*** Opening of Available data ***

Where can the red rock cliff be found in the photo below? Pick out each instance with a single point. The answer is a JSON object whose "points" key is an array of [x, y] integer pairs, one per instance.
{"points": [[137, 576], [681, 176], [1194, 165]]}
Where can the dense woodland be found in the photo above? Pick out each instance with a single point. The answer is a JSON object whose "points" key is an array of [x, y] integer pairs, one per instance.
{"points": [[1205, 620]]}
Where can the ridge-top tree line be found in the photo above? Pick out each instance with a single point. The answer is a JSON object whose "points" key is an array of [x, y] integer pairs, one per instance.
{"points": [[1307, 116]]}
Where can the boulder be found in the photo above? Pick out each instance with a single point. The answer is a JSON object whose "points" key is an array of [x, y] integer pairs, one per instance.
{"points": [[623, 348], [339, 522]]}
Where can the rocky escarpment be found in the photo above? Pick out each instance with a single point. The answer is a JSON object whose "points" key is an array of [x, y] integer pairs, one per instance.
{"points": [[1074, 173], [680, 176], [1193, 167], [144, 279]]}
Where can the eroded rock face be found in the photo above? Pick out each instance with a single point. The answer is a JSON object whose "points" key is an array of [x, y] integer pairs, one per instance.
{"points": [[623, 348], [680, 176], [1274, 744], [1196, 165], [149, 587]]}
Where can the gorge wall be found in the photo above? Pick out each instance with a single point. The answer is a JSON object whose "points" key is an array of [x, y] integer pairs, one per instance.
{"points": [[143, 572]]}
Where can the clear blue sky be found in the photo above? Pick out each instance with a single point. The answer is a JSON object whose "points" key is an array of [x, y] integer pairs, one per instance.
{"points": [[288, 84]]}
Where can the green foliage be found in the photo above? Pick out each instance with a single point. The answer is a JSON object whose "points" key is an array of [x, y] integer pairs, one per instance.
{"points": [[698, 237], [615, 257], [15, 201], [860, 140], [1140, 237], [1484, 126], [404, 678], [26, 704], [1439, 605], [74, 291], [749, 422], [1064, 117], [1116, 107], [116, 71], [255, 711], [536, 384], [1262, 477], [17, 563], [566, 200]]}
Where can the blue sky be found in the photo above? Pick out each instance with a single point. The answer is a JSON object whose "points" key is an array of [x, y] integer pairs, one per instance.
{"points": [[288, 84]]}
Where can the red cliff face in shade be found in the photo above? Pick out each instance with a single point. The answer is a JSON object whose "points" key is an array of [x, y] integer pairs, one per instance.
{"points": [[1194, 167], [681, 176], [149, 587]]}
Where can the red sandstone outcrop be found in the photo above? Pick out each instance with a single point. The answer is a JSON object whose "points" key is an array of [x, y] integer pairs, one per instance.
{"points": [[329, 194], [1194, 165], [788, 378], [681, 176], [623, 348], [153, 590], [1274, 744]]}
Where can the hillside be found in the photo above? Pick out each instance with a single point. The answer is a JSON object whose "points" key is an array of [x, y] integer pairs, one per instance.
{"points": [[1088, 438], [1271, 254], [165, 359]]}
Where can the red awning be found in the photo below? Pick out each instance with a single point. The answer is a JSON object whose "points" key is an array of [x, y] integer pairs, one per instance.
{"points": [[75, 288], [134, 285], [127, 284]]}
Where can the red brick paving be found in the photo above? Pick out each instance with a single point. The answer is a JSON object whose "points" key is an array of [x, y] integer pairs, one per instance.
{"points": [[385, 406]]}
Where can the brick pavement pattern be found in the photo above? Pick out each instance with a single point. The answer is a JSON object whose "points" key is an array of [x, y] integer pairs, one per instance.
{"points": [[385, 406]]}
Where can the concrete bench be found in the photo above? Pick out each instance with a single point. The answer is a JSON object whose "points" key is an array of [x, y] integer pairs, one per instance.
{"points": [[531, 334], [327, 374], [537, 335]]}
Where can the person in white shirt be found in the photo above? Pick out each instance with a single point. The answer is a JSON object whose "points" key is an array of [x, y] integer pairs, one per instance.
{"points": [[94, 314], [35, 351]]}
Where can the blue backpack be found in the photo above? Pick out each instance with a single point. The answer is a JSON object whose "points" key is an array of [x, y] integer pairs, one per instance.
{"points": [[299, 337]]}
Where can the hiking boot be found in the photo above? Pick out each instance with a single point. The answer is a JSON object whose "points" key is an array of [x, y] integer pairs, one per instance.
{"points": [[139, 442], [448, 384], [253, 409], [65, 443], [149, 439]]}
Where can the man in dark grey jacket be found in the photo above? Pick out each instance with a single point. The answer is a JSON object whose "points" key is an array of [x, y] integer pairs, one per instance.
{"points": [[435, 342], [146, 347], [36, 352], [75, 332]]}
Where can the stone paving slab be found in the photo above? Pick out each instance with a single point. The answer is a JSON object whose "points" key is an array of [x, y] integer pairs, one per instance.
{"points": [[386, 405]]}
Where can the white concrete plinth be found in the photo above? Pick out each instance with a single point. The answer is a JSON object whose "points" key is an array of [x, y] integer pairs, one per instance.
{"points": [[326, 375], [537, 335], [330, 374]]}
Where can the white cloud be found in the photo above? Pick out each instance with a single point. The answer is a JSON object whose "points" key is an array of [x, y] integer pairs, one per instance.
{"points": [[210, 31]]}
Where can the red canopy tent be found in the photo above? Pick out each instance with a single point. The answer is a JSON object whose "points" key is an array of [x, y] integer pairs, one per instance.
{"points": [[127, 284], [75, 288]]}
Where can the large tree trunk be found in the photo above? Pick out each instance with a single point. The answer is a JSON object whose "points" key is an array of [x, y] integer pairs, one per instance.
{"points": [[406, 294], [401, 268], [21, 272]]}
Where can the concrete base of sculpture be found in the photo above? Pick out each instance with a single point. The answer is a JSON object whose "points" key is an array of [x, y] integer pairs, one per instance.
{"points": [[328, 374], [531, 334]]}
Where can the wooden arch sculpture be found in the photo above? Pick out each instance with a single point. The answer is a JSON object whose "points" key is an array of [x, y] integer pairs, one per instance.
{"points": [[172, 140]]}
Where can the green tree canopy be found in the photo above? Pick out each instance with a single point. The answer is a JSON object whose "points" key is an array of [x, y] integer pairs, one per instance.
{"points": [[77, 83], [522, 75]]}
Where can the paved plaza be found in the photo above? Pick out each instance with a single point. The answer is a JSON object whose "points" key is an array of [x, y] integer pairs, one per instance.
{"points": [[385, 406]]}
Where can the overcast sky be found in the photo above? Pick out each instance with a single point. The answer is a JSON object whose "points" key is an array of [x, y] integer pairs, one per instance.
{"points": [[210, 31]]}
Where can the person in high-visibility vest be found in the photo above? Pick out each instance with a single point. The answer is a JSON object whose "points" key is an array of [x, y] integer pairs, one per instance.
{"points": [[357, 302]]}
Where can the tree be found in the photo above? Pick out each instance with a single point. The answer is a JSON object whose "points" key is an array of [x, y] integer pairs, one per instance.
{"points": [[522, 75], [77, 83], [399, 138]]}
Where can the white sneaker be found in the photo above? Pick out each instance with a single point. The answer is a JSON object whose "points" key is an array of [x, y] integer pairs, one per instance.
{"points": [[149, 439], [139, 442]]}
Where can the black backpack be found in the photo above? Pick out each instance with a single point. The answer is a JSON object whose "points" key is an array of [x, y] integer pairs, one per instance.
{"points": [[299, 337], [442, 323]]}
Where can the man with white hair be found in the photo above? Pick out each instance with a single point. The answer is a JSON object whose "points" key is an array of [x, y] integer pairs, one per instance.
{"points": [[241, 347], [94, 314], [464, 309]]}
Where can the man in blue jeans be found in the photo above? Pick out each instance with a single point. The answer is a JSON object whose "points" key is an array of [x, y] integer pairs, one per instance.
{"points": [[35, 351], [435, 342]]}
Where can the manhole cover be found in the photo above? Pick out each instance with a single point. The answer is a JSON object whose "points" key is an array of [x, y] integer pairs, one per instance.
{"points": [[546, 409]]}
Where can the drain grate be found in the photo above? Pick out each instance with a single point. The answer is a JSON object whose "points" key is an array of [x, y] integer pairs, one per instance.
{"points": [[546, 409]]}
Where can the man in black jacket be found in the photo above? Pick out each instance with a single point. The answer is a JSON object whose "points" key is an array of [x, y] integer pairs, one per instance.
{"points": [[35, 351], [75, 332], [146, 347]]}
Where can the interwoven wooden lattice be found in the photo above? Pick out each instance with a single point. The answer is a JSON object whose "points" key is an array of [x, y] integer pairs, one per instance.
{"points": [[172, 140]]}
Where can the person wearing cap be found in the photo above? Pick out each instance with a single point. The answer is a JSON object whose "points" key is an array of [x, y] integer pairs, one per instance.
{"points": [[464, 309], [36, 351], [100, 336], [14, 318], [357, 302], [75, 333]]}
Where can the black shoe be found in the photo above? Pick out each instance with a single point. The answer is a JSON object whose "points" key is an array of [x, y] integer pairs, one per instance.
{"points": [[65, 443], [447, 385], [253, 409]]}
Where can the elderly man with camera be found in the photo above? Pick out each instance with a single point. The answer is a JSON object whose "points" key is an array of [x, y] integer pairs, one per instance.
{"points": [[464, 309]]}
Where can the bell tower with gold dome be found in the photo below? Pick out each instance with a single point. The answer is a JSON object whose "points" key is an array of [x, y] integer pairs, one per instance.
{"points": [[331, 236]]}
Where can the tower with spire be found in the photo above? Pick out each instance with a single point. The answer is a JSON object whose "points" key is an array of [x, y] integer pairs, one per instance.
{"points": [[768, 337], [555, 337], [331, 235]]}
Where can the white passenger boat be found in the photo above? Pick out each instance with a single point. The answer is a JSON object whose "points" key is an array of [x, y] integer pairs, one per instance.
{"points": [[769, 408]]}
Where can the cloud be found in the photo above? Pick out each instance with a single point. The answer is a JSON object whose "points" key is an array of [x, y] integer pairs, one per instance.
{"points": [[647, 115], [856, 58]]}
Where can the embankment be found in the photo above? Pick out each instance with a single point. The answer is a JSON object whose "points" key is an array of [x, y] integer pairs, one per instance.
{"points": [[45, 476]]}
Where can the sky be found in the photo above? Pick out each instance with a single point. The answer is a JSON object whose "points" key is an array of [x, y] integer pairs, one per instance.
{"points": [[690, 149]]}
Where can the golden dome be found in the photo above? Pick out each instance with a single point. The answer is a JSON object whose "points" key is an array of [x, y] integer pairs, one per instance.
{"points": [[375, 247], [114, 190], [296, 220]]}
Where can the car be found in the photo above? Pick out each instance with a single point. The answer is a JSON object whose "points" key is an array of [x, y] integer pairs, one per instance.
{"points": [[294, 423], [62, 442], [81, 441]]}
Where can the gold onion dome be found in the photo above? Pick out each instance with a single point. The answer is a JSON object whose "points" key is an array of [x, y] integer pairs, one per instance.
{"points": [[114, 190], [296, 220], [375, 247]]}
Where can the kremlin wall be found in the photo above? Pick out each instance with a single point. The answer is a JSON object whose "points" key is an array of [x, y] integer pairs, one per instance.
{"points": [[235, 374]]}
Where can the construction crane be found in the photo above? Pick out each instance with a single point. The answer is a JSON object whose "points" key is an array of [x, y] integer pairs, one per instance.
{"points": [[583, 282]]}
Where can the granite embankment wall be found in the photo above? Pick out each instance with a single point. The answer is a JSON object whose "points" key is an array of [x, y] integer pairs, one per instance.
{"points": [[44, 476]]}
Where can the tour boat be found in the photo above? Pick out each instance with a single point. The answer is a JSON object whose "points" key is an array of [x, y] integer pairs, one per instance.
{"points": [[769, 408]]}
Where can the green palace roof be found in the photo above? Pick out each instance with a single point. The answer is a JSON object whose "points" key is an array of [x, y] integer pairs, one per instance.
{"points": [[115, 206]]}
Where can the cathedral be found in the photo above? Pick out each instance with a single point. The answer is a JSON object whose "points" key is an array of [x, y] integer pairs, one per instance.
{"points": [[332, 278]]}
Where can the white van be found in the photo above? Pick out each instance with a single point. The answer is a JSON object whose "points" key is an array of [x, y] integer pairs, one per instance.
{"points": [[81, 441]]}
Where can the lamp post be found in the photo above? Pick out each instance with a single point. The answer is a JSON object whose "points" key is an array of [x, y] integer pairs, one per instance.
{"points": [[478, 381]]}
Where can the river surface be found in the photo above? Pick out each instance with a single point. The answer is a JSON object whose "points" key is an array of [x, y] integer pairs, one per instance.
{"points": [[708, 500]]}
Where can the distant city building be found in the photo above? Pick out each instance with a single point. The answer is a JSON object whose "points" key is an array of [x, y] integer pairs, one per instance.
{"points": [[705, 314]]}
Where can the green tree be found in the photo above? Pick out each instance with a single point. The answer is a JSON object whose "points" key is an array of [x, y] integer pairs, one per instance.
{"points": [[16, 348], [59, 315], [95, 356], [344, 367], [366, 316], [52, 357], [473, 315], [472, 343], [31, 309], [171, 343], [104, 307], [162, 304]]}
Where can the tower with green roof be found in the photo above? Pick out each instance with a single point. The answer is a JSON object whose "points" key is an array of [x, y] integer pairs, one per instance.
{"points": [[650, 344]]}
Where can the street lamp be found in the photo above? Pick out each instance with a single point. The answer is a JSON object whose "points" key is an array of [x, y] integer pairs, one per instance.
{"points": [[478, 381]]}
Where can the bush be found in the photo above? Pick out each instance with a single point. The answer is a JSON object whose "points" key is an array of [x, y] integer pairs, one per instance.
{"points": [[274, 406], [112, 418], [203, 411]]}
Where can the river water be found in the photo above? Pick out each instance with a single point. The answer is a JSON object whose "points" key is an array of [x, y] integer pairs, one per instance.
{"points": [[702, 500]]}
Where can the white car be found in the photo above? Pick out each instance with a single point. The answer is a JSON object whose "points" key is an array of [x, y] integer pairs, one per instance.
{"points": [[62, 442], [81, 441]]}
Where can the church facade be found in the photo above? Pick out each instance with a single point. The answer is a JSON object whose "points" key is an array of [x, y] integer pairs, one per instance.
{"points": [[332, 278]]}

*** Close of Available data ***

▸ What the exercise asks
With the line containing "Where can the church" as the start and the last line of the material above as the end, copy that run of lines exactly, both ends included, and nothing more.

▸ Task solution
Where can the church facade be found in the photo above? Pick out each instance with a single point. The answer is a JSON object whose "points" key is an array of [x, y] integer pairs, one per instance.
{"points": [[332, 278]]}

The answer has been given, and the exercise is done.